*** Opening of Extract provided ***

The main leader of the MC, Sardar Abdul Qayuum Khan, the head of the ’Kashmir Committee’, is currently on trip to the US, to attend a gathering organised by the ’Kashmir Study Group’, a US government sponsored think tank. The Group published a paper in February 2000, a supposed blue-print for the settlement of the Kashmir issue, which was backed by Kashmiri capitalists in the US and Bill Clinton’s so-called ’peace -plan’ which subsequently collapsed in the face of the Kargil conflict. Today, the artillery duel between the two nuclear powers has increased to a higher level than seen during December 2001 and early January 2002, when US Secretary of state, Colin Powell, intervened to defuse military tensions.

*** Close of Extract provided ***
*** Opening of Material shown ***

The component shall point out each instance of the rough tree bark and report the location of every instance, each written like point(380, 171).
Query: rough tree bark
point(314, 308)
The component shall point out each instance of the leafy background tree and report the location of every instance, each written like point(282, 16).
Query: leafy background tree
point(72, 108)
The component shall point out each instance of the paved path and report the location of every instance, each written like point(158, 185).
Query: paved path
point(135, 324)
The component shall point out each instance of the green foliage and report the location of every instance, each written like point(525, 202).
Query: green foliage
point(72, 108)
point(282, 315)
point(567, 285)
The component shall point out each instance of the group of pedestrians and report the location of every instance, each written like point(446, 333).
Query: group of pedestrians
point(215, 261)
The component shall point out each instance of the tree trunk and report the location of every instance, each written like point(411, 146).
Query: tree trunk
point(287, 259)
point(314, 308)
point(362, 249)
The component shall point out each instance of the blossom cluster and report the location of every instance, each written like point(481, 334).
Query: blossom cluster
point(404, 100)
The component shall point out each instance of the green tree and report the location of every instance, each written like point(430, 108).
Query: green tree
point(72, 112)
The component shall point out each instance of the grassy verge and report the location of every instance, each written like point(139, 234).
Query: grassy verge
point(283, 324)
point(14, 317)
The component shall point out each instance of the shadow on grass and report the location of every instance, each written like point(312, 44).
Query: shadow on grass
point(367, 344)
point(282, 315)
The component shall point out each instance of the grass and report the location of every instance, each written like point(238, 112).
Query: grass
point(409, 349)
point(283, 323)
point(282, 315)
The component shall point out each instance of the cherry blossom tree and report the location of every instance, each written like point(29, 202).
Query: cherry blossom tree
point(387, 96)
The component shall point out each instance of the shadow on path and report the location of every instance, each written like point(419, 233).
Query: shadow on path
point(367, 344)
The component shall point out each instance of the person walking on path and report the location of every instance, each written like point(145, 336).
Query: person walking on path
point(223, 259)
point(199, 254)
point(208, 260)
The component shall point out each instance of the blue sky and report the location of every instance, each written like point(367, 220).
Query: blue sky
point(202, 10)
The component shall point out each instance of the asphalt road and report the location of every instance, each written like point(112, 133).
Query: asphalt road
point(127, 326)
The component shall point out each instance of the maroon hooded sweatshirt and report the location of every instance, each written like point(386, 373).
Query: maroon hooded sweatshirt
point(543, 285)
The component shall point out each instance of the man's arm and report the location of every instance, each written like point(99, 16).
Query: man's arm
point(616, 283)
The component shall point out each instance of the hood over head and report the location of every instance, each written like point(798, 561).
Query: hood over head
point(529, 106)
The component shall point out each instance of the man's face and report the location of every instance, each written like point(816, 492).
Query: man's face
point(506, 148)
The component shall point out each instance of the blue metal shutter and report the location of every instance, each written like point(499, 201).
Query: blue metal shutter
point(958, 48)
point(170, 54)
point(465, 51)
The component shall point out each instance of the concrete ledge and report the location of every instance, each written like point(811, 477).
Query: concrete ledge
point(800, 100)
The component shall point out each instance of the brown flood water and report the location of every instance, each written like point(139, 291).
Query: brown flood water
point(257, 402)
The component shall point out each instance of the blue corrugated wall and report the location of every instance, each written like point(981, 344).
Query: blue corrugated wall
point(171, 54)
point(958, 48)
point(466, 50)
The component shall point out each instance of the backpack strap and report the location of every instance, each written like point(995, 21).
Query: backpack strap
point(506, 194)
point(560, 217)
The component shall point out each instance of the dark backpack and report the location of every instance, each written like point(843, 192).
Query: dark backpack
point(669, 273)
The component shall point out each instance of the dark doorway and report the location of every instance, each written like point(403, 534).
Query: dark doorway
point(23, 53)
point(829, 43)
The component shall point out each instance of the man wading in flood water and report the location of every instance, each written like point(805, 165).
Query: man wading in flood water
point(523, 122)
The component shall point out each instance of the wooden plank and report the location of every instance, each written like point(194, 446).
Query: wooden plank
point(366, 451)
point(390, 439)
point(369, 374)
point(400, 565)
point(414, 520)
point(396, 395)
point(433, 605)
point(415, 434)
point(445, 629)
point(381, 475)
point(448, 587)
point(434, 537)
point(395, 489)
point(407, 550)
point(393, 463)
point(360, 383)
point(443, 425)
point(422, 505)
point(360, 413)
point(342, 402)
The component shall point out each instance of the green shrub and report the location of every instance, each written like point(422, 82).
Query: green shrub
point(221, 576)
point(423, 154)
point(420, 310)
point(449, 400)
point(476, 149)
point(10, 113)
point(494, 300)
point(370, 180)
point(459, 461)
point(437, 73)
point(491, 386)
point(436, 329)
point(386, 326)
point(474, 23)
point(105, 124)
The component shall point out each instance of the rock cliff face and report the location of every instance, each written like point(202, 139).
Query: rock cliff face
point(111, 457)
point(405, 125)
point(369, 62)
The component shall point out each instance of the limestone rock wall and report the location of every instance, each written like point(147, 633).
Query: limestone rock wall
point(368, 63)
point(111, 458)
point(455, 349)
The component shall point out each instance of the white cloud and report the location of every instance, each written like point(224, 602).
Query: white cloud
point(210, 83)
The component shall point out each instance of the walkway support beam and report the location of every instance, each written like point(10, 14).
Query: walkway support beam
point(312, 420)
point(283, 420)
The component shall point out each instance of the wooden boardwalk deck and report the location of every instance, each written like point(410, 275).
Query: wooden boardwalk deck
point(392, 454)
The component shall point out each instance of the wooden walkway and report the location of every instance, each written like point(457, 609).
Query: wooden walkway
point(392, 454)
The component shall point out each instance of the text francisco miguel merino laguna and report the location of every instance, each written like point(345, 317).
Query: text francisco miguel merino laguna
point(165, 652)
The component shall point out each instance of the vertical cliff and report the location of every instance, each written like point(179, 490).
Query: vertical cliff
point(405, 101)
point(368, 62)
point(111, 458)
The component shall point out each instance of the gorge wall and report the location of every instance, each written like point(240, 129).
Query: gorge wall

*** Close of Material shown ***

Retype the Kashmir extract above in full, word for word and with its punctuation unchanged.

Response box
The main leader of the MC, Sardar Abdul Qayuum Khan, the head of the ’Kashmir Committee’, is currently on trip to the US, to attend a gathering organised by the ’Kashmir Study Group’, a US government sponsored think tank. The Group published a paper in February 2000, a supposed blue-print for the settlement of the Kashmir issue, which was backed by Kashmiri capitalists in the US and Bill Clinton’s so-called ’peace -plan’ which subsequently collapsed in the face of the Kargil conflict. Today, the artillery duel between the two nuclear powers has increased to a higher level than seen during December 2001 and early January 2002, when US Secretary of state, Colin Powell, intervened to defuse military tensions.